Stored entries
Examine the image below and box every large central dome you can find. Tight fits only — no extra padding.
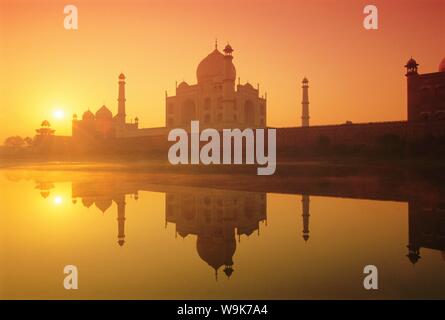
[196,49,236,83]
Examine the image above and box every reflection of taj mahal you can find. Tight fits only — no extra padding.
[30,179,445,277]
[165,190,267,277]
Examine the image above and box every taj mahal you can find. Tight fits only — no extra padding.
[72,43,267,140]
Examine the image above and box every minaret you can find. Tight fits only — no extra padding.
[405,58,419,121]
[301,194,310,241]
[301,77,309,127]
[115,195,125,247]
[222,44,236,123]
[116,73,126,124]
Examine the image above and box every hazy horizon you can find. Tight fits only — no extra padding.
[0,0,445,141]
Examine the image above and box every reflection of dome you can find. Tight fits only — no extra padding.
[40,191,49,199]
[178,230,188,238]
[405,58,418,68]
[196,49,236,83]
[82,110,94,120]
[95,199,112,213]
[196,236,236,270]
[96,106,113,119]
[439,58,445,72]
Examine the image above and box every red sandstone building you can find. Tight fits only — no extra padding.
[405,58,445,122]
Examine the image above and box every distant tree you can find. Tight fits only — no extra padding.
[5,136,25,148]
[377,133,405,155]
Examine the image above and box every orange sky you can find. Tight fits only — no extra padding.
[0,0,445,141]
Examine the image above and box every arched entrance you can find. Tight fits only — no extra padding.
[182,99,197,126]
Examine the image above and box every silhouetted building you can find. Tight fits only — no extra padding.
[407,200,445,264]
[301,194,310,241]
[72,179,138,246]
[301,77,309,127]
[72,73,139,139]
[405,58,445,121]
[166,45,266,128]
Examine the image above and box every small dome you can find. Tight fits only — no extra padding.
[439,58,445,72]
[96,105,113,119]
[40,120,51,127]
[224,44,233,54]
[405,57,419,68]
[244,82,253,90]
[82,110,94,120]
[196,49,236,83]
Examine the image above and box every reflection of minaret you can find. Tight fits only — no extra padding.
[301,77,309,127]
[115,195,125,246]
[406,201,422,265]
[301,194,310,241]
[116,73,126,124]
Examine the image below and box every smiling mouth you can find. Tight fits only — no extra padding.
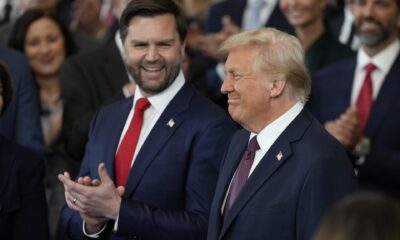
[142,66,163,72]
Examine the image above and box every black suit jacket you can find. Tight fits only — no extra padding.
[207,110,356,240]
[0,47,44,152]
[61,83,237,240]
[61,39,129,161]
[0,136,48,240]
[308,55,400,199]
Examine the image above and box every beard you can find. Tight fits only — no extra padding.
[126,57,181,95]
[355,17,396,47]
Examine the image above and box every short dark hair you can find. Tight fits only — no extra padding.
[0,62,13,115]
[119,0,187,42]
[8,9,77,57]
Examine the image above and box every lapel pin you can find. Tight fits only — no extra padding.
[276,151,283,161]
[167,118,175,127]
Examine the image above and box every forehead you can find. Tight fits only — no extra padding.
[225,46,260,69]
[28,17,60,34]
[128,14,178,40]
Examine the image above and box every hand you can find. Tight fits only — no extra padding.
[58,163,124,220]
[325,107,361,150]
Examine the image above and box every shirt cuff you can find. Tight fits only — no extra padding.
[82,221,107,238]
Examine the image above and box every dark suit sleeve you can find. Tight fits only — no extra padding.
[296,154,357,240]
[13,150,49,240]
[358,142,400,192]
[60,56,124,161]
[0,50,44,152]
[117,115,236,240]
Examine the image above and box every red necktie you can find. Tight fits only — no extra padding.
[223,136,260,218]
[356,63,376,132]
[115,98,150,186]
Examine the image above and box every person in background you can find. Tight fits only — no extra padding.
[313,192,400,240]
[0,47,45,154]
[279,0,354,72]
[59,0,237,240]
[60,0,136,162]
[9,9,78,237]
[207,28,357,240]
[0,62,49,240]
[308,0,400,199]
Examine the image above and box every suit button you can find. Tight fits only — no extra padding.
[128,234,138,240]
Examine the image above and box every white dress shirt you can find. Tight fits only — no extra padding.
[351,39,400,105]
[221,102,304,213]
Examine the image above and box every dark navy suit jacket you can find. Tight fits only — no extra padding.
[207,110,356,240]
[0,47,44,152]
[62,83,237,240]
[0,136,49,240]
[309,55,400,198]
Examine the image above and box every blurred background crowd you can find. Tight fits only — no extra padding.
[0,0,400,239]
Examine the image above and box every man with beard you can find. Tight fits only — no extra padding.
[59,0,236,239]
[308,0,400,198]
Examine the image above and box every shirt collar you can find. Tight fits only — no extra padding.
[357,39,400,73]
[133,71,185,114]
[250,102,304,154]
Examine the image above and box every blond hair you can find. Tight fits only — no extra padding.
[220,28,311,103]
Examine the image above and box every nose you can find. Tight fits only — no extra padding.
[39,42,49,53]
[362,1,375,17]
[146,46,160,62]
[221,74,234,94]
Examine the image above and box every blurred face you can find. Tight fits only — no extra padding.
[279,0,326,28]
[221,47,271,130]
[124,14,184,95]
[25,18,65,76]
[351,0,400,48]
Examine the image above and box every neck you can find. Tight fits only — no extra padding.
[36,76,61,106]
[362,36,397,57]
[243,99,296,134]
[295,17,324,50]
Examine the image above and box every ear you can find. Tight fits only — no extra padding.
[269,79,286,98]
[181,39,186,56]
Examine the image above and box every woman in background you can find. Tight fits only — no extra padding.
[0,63,48,240]
[8,9,75,238]
[279,0,353,73]
[314,192,400,240]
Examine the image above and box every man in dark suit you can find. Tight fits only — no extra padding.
[59,0,237,239]
[60,39,134,161]
[207,28,356,240]
[309,0,400,198]
[202,0,294,107]
[0,63,49,240]
[0,47,44,153]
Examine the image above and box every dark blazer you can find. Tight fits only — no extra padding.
[60,39,129,161]
[61,83,237,240]
[0,47,44,152]
[207,110,356,240]
[305,26,354,72]
[0,136,49,240]
[308,55,400,198]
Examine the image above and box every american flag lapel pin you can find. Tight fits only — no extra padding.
[276,151,283,161]
[167,118,175,127]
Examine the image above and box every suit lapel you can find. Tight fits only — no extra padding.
[101,97,133,180]
[102,41,129,92]
[220,110,311,238]
[125,83,194,197]
[365,55,400,137]
[0,136,15,193]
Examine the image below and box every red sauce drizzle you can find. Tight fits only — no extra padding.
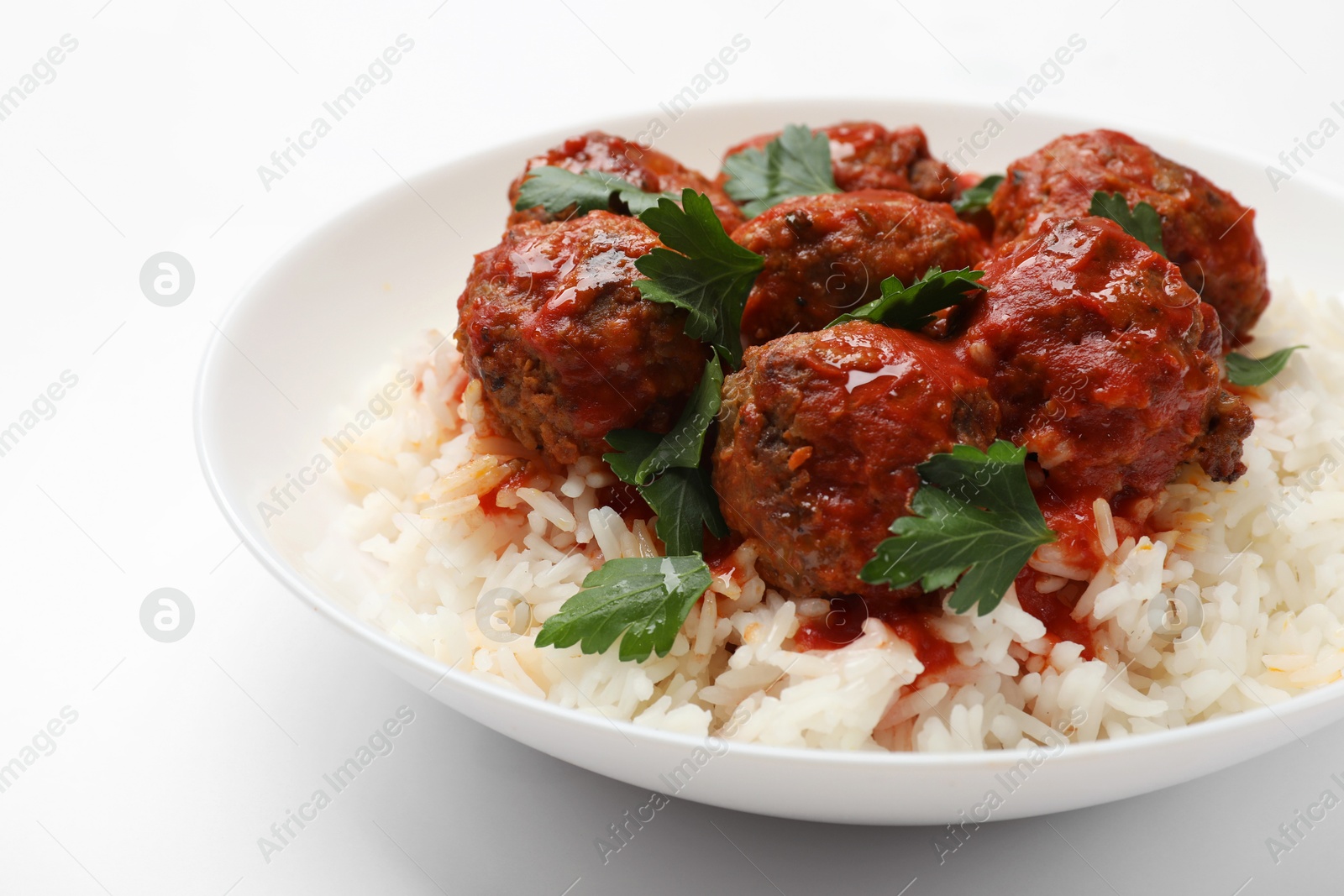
[596,481,654,522]
[1015,569,1095,659]
[793,594,957,686]
[704,532,742,579]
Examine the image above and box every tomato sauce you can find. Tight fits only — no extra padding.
[481,466,529,516]
[793,594,957,686]
[704,532,742,579]
[596,481,654,522]
[1015,569,1095,659]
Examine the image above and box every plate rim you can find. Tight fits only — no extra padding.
[192,96,1344,770]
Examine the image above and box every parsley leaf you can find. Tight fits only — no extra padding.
[858,439,1057,616]
[602,356,728,556]
[634,190,764,367]
[952,175,1005,215]
[603,356,723,485]
[1227,345,1306,385]
[640,466,728,556]
[723,125,840,217]
[513,165,676,217]
[827,265,985,329]
[536,556,714,661]
[1087,190,1167,258]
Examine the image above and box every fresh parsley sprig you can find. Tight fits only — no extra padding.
[513,165,677,217]
[634,190,764,367]
[952,175,1004,217]
[602,356,728,556]
[1087,190,1167,258]
[536,555,714,661]
[723,125,840,217]
[827,266,985,329]
[858,439,1057,616]
[536,190,764,659]
[1227,345,1306,385]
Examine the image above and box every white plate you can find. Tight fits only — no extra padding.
[197,101,1344,824]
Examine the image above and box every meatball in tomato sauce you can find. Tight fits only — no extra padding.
[508,130,743,233]
[732,190,986,345]
[714,321,999,599]
[953,217,1252,569]
[457,211,710,464]
[990,130,1268,348]
[719,121,961,202]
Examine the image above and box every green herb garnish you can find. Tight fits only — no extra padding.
[827,266,985,329]
[536,555,714,659]
[858,439,1057,616]
[1227,345,1306,385]
[634,190,764,367]
[602,356,728,556]
[1087,190,1167,258]
[513,165,677,217]
[952,175,1005,215]
[723,125,840,217]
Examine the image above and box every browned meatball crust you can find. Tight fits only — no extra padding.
[719,121,961,202]
[732,190,986,345]
[508,130,743,233]
[457,211,708,464]
[714,321,999,599]
[953,217,1252,565]
[990,130,1268,348]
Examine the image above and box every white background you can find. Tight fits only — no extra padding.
[0,0,1344,896]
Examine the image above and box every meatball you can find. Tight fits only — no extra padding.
[457,211,708,464]
[953,217,1252,567]
[719,121,961,202]
[508,130,743,233]
[714,321,999,599]
[990,130,1268,347]
[732,190,986,345]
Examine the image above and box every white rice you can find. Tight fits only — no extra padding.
[297,287,1344,751]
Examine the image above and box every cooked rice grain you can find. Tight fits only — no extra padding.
[299,287,1344,751]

§ **What the task asks**
Can you render the part of the data that opens with the line containing "Examine the image above and box every taj" and closes with the line containing "[72,43,267,140]", both included, as a JSON list of strings with one string per line and blank lines left out?

§ **Exercise answer**
[
  "Examine the image above and box every taj mahal you can find. Tight fits only — no extra padding.",
  "[72,43,267,140]"
]